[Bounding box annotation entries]
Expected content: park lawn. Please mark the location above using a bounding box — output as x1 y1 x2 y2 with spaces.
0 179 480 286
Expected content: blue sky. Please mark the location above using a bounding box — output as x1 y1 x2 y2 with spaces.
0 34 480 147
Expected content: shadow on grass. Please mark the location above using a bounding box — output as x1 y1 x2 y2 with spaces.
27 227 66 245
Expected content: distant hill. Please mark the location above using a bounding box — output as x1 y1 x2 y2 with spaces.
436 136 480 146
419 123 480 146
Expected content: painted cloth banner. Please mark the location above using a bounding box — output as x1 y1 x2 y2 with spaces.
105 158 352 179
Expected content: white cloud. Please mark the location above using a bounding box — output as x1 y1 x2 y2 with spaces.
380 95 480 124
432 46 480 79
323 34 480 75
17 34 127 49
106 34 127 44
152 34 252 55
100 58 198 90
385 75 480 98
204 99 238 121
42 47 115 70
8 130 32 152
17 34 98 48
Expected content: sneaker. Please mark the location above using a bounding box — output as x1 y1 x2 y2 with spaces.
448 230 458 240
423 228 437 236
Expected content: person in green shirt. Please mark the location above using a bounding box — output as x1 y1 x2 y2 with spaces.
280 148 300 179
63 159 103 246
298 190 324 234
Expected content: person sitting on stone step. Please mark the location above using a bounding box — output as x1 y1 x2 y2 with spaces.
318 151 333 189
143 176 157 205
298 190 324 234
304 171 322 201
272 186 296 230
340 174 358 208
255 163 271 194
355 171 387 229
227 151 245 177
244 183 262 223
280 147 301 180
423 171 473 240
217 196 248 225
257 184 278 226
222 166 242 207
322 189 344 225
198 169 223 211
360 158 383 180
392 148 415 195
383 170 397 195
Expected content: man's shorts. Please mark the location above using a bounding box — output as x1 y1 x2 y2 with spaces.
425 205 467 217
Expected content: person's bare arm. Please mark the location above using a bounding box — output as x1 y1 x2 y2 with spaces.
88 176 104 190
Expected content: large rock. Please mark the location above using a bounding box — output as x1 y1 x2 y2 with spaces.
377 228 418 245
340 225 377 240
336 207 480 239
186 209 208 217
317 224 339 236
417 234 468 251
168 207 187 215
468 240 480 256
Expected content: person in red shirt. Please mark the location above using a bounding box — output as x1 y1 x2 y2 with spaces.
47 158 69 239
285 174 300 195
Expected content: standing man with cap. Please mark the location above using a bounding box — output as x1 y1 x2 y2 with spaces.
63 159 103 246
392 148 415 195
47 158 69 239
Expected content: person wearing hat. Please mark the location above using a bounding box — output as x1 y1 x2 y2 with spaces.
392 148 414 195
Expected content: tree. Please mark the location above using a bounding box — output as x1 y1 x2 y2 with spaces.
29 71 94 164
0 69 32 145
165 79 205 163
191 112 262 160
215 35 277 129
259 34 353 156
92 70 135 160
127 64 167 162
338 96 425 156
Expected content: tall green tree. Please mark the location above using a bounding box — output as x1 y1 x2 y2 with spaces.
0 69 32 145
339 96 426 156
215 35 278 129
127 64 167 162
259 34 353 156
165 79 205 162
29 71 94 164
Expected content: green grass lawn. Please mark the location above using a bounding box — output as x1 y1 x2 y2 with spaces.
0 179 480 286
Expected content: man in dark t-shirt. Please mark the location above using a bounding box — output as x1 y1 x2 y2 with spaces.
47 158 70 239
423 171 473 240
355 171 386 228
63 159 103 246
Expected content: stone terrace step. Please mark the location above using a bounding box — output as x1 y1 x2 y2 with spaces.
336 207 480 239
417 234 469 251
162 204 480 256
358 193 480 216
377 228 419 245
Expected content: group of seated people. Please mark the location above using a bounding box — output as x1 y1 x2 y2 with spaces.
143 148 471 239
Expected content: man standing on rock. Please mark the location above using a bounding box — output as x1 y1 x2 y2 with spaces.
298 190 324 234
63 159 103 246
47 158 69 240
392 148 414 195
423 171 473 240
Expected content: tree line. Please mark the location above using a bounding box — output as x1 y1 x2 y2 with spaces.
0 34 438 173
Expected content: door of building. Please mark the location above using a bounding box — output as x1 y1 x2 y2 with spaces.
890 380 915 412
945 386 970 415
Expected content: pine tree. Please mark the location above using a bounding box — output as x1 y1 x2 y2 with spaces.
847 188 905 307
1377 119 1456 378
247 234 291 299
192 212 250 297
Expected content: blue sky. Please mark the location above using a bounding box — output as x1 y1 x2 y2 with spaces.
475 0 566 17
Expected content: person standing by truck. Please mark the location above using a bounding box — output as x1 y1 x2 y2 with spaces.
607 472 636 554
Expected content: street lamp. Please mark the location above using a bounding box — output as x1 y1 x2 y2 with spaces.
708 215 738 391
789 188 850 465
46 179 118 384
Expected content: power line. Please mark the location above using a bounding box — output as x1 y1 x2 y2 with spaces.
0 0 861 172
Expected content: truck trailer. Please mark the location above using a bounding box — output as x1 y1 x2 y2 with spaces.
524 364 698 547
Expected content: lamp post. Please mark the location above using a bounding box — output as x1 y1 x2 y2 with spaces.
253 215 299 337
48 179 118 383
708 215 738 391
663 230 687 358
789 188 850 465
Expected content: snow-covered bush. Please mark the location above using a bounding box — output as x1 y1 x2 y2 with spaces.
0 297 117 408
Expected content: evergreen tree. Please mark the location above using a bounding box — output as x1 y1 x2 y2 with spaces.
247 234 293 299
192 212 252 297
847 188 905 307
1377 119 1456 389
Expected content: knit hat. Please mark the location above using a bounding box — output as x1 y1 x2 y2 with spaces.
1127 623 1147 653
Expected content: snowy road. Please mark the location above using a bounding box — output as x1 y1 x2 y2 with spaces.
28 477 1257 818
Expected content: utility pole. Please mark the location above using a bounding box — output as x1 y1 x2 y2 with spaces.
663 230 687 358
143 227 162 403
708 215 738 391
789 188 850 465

● WHAT TO DO
Reproduce all of the rows above, unchanged and in their original order.

● WORKED ANSWER
Expected content: park lawn. Please mark the location above using a bounding box — output as x1 y1 x2 y2 with spaces.
0 179 480 286
Expected content: blue sky. Please mark the location above using a bounding box — output as x1 y1 x2 y2 with spaces.
0 34 480 147
Expected content: shadow on grass. Please mark the location above using a bounding box — output as x1 y1 x2 y2 with spaces.
27 227 66 245
Expected content: distant hill. Please mark the location above using a bounding box — output as x1 y1 x2 y2 with spaces.
436 136 480 146
419 123 480 146
Expected content: painted cloth banner. Please mark the location above using a bounding box — output as x1 y1 x2 y2 with spaces.
105 158 352 179
Expected content: white cloud. Please mark the location above using a bounding box — output as x1 y1 x2 y2 with spaces.
380 95 480 124
432 46 480 79
323 34 480 75
17 34 127 49
106 34 127 44
152 34 252 55
100 58 198 90
385 75 480 98
204 99 238 121
42 47 115 70
8 130 32 152
17 34 98 48
Expected content: sneaker. Please mark the location above using a bounding box — output as x1 y1 x2 y2 with spaces.
448 230 458 240
423 228 437 236
Expected content: person in green shirt. Please mark the location above using a bounding box — output as x1 y1 x2 y2 with spaces.
280 148 300 179
63 159 103 246
298 190 324 234
Expected content: person sitting on stone step. Please mark the location above using a bounding box — output as x1 y1 x2 y2 with spaces.
318 151 333 189
143 176 157 205
298 190 324 234
304 171 322 201
272 186 296 230
340 174 358 208
255 163 271 194
355 171 387 229
227 151 245 177
244 183 262 223
280 147 301 180
423 171 473 240
217 196 248 225
257 184 278 226
222 166 242 207
322 189 344 225
198 169 223 211
360 158 383 180
392 148 415 195
383 170 397 195
Expected content: man's shorts. Please mark the location above using a bounding box — output as x1 y1 x2 y2 with spaces.
425 205 467 217
Expected content: person's bare arm. Please mark the location above using a bounding box — output as x1 y1 x2 y2 with spaces.
88 176 104 190
Expected content: large rock. Please mark the location above using a bounding box — output as x1 y1 x2 y2 with spaces.
377 228 418 245
340 225 377 240
336 207 480 239
186 209 208 217
317 224 339 236
417 234 468 251
168 207 187 215
468 240 480 256
Expected content: person in red shirt. Please mark the location above using a bounding box — output as x1 y1 x2 y2 with spaces.
47 158 69 239
285 174 300 195
Expected content: standing man with cap. Please mark the location above using a bounding box — output as x1 y1 x2 y2 with spaces.
63 159 103 246
392 148 415 195
47 158 69 239
Expected content: person wearing hat. Please mark the location above using a bounding box — output as x1 y1 x2 y2 with spaces.
392 148 414 195
Expected content: tree. Please mark the location above using a bounding box — output as x1 y1 x2 y2 with spaces.
29 71 94 164
0 69 32 145
165 79 205 163
191 112 262 160
215 35 277 129
259 34 353 156
92 70 135 160
127 64 167 162
338 96 425 156
Expected content: tall green tree. Please mark the location above using a bounding box — output as x1 y1 x2 y2 with spaces.
0 69 32 145
339 96 426 156
215 35 278 129
127 64 167 162
259 34 353 156
165 79 205 162
29 71 94 164
Expected content: green grass lawn. Please mark the location above using a bounding box — output as x1 y1 x2 y2 with spaces.
0 179 480 286
Expected content: man in dark t-shirt. Please mark the location above using a bounding box — output as x1 y1 x2 y2 with spaces.
47 158 70 239
423 171 473 240
355 171 386 228
63 159 103 246
Expected content: stone terrace step. Please mark the location above using a bounding box — output as x1 y1 x2 y2 with spaces.
336 207 480 239
417 234 469 251
162 204 480 256
358 193 480 216
377 228 419 245
Expected content: group of seated people. Please mark the location above using a bounding box — output as x1 y1 x2 y2 with spaces.
143 148 471 239
Expected content: man standing on rock. Please mark the location above using a bounding box — output as x1 y1 x2 y2 with spaces.
298 190 324 234
63 159 103 246
47 158 69 240
392 148 414 195
423 171 473 240
Expected content: tree line. Please mark the location above using a bounding box — output as x1 y1 x2 y2 with spaces.
0 34 438 173
Expected content: door of building. Please mark the location above using a bounding box — output as x1 y1 x2 y2 with spaces.
890 380 915 412
945 386 970 415
Expected content: pine tree. Please mark the location above using a bounding box — output as x1 y1 x2 y2 with spaces.
847 188 905 307
1377 119 1456 378
247 234 291 299
192 212 250 297
Expected content: blue sky. Please mark the location above using a bounding box — output as x1 y1 x2 y2 with spaces.
475 0 566 17
Expected content: person standing by truck. Please mark the location above using a bounding box — output as x1 y1 x2 y2 with spaces.
607 472 636 554
Expected content: street lamp. Please mark the location above using a bounding box — output as x1 y1 x2 y2 with spaces.
708 215 738 391
789 188 850 465
46 179 118 384
Expected content: power line. Please mark the location above using a bounding box — output as x1 y1 x2 y2 with spaces.
0 0 861 172
Expected content: truck trailer. Please mark the location above using a bounding box — output as x1 y1 x2 y2 with spaces.
524 364 698 547
Expected content: lamp post. Please mark the location above using a bounding box — output as x1 y1 x2 y2 with spaces.
253 215 299 337
48 179 118 383
708 215 738 391
663 230 687 358
789 188 850 465
Expected content: snow-covered bush. Please mark the location above using a bounding box — output as x1 y1 x2 y2 with spaces.
0 297 117 408
Expected content: evergreen tree. Please mark the location above using a bounding box — output as x1 y1 x2 y2 with spaces.
247 234 293 299
192 212 252 297
847 188 905 307
1377 119 1456 389
Expected content: knit hat. Please mark the location above using a bounding box — output as x1 y1 x2 y2 with spaces.
1127 623 1147 653
Expected content: snowy road. Please mark the location above using a bounding box — output as x1 y1 x2 y2 with spaces.
28 477 1257 818
Expected content: utility pole. Please mark the location above using a bounding box — output as x1 y1 x2 y2 with spaces.
663 230 687 358
143 227 162 403
708 215 738 391
789 188 850 465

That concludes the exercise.